*WHAT THE TASK ASKS*. Gather every row below that contains the word "face" and copy each such row in full. Treat uppercase and lowercase as distinct when matching.

-- Begin PROVIDED MATERIAL --

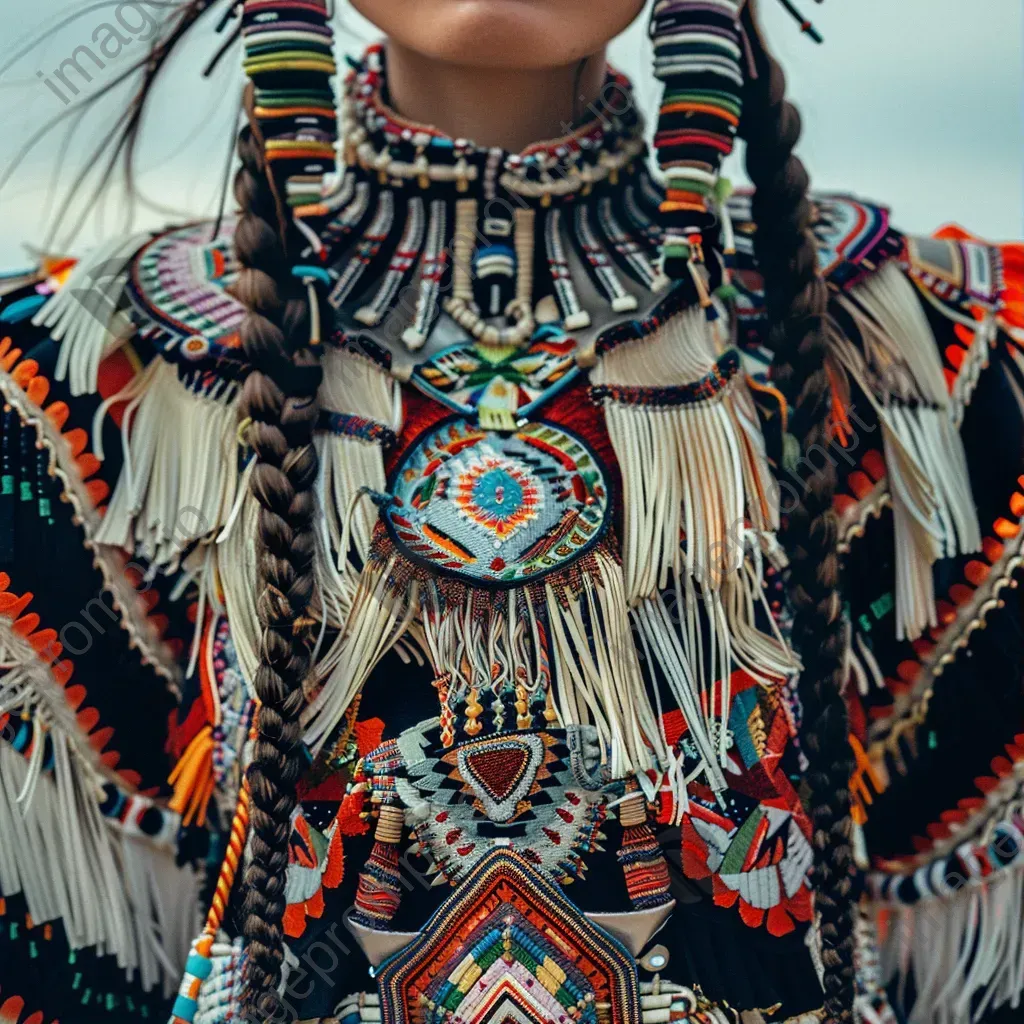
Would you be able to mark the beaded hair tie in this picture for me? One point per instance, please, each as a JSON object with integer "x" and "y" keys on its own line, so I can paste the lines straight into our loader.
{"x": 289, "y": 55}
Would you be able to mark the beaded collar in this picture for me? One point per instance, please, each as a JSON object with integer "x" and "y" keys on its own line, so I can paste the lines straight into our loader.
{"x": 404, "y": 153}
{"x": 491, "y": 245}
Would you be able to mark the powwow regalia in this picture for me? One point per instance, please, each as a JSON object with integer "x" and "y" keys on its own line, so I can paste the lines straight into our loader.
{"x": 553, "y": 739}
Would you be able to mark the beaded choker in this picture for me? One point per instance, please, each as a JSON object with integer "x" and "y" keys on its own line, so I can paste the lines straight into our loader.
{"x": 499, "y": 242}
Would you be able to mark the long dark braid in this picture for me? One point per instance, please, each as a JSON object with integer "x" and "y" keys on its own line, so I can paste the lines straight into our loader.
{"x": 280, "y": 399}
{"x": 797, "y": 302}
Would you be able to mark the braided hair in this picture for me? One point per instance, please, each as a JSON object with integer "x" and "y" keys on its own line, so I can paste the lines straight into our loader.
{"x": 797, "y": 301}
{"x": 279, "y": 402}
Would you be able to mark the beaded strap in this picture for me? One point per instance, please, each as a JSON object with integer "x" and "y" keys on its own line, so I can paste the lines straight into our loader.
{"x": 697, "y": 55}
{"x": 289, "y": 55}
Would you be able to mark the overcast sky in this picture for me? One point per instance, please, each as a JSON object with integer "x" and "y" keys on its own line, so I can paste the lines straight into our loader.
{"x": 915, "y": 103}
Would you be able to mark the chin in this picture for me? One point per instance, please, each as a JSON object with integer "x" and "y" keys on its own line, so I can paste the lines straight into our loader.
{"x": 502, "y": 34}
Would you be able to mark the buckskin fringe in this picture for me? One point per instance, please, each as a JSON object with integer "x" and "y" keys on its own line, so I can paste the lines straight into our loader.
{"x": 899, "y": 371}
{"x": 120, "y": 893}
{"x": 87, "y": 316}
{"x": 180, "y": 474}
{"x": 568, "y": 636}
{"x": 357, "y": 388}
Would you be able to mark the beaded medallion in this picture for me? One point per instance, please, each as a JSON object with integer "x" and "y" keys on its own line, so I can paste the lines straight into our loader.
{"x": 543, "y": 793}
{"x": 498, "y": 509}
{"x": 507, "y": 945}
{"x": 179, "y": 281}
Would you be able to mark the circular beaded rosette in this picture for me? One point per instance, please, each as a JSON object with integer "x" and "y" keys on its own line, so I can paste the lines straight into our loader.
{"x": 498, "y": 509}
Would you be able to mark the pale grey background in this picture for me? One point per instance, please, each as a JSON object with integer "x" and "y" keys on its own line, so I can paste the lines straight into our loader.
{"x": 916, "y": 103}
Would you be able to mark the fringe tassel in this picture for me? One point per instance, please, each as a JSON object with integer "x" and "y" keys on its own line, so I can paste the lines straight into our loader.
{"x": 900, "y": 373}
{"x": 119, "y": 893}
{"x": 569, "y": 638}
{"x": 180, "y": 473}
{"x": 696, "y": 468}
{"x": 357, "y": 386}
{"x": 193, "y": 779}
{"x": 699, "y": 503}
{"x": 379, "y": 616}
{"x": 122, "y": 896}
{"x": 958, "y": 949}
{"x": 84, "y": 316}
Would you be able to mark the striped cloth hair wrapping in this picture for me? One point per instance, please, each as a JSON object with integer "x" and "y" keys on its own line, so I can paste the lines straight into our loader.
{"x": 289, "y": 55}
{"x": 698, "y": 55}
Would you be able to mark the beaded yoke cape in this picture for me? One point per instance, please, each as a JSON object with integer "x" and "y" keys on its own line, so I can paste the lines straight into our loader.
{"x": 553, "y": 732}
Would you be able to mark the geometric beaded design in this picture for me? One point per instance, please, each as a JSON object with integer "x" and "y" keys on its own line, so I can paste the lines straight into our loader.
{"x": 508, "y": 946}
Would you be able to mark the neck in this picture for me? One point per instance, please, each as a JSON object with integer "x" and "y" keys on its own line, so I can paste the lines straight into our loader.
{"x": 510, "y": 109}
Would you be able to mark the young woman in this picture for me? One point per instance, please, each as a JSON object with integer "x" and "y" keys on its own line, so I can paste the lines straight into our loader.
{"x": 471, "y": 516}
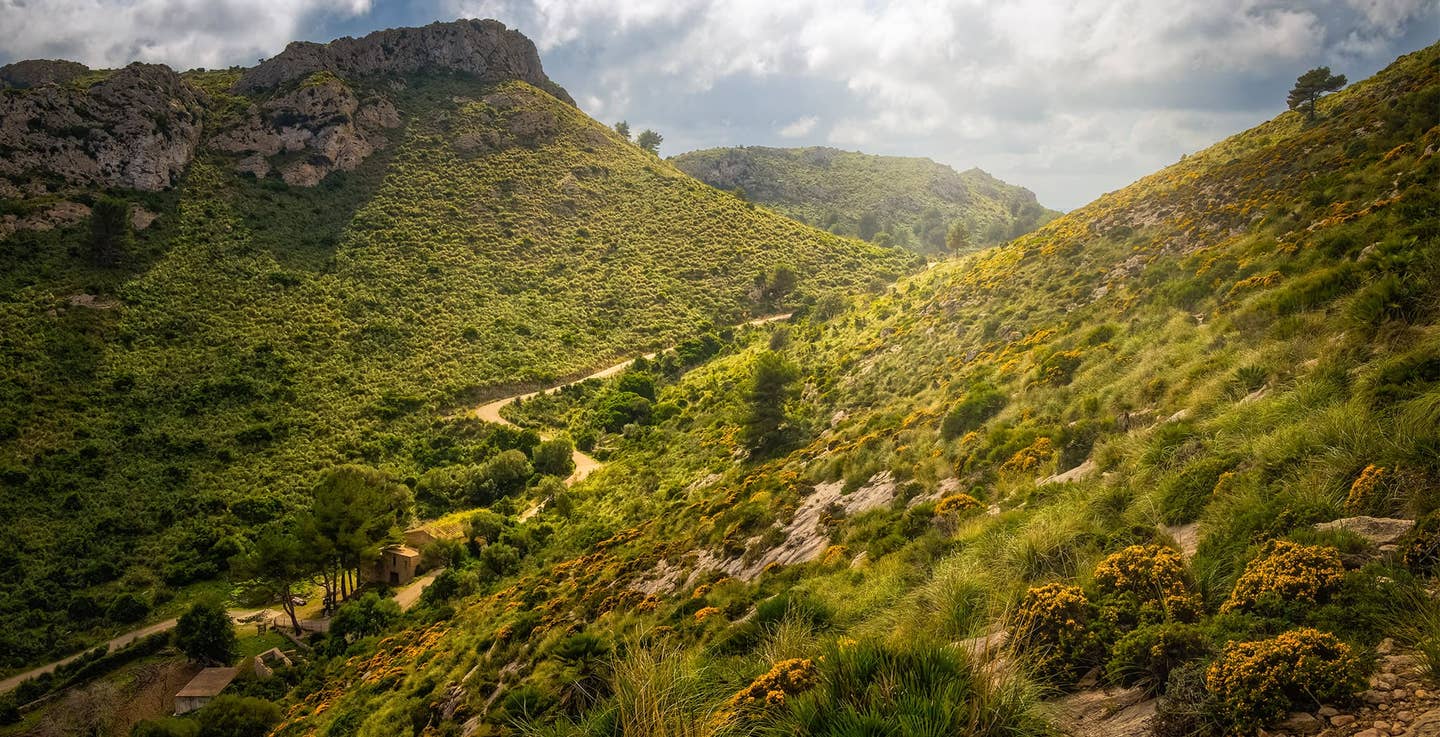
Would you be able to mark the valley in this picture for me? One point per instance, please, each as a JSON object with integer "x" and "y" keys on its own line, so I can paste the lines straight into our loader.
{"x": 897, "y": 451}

-- End PROVIDED MATERIAL --
-- Begin PROVIDED MATERIAL --

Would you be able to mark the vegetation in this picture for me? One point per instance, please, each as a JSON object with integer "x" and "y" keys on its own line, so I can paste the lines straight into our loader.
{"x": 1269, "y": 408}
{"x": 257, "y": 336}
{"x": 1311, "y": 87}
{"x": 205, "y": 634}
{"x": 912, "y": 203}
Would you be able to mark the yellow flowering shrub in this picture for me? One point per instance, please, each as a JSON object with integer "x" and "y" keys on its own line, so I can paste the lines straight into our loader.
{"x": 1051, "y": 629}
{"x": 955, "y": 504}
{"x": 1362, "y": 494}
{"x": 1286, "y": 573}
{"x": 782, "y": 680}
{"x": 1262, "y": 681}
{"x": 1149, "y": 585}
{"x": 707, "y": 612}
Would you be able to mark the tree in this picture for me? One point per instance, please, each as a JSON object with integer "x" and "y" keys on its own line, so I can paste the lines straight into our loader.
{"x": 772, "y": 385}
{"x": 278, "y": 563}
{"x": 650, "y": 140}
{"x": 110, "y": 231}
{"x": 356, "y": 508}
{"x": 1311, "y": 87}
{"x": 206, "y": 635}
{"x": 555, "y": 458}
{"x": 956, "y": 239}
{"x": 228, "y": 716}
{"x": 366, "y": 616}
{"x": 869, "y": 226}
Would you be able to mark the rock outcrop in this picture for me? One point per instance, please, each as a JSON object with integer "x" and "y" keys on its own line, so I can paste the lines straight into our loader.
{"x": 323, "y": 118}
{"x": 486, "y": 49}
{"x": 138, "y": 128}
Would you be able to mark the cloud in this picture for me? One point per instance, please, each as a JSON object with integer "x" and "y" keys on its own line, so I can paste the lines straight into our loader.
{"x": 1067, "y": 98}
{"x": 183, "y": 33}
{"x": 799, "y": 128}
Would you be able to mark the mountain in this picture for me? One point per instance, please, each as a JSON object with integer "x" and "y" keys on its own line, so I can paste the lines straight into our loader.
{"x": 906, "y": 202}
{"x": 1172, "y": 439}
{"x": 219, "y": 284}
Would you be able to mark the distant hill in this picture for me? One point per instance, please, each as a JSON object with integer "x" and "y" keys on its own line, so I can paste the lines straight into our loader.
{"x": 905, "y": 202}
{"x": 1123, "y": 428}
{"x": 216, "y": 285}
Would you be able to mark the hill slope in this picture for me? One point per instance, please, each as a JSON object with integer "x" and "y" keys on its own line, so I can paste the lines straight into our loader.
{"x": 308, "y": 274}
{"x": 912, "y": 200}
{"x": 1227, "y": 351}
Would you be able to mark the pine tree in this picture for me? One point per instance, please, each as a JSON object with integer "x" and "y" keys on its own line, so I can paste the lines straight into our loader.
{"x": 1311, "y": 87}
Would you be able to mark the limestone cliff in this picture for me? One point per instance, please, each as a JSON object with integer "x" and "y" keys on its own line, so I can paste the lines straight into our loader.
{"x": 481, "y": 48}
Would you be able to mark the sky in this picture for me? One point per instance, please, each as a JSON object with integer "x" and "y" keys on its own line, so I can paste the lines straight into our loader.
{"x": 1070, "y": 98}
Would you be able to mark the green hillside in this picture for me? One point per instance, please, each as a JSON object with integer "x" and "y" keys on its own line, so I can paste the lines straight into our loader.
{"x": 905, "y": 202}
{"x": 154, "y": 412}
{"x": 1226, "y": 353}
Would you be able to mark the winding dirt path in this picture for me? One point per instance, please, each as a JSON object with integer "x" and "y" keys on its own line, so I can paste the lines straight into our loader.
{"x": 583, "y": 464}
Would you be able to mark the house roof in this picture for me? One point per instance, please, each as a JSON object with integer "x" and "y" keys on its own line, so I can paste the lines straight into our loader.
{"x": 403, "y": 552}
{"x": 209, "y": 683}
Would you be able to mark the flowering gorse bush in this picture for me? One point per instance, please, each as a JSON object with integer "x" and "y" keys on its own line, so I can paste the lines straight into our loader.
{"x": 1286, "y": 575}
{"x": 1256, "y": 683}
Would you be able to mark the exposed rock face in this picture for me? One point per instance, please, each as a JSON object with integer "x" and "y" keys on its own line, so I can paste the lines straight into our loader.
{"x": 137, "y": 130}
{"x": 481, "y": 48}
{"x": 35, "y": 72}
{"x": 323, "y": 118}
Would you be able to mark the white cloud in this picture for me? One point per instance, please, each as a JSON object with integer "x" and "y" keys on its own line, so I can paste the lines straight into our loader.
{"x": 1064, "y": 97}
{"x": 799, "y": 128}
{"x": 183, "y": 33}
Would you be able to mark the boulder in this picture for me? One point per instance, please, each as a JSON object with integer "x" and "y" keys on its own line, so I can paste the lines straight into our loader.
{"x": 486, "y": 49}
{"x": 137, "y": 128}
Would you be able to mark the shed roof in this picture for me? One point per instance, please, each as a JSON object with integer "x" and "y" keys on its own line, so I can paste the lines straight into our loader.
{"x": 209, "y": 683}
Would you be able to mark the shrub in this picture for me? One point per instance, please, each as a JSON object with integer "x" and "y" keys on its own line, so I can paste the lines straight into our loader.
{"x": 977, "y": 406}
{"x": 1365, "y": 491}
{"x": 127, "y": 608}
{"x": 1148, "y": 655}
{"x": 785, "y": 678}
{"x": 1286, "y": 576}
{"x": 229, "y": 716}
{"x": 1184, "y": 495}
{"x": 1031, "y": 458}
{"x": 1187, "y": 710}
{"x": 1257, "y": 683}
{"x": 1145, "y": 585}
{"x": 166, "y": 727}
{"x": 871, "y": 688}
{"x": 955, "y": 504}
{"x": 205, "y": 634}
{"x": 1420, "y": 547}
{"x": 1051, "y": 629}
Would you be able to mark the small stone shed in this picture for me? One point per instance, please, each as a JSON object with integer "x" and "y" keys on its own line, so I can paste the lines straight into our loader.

-- End PROVIDED MATERIAL --

*ANSWER FOR THE TASK*.
Would you be able to mark the exposed rock face in this picture for me? One point per instance, please, each as a JSON object with integer "x" and "y" keys on its own line, so I can paste the lines straight into our loader.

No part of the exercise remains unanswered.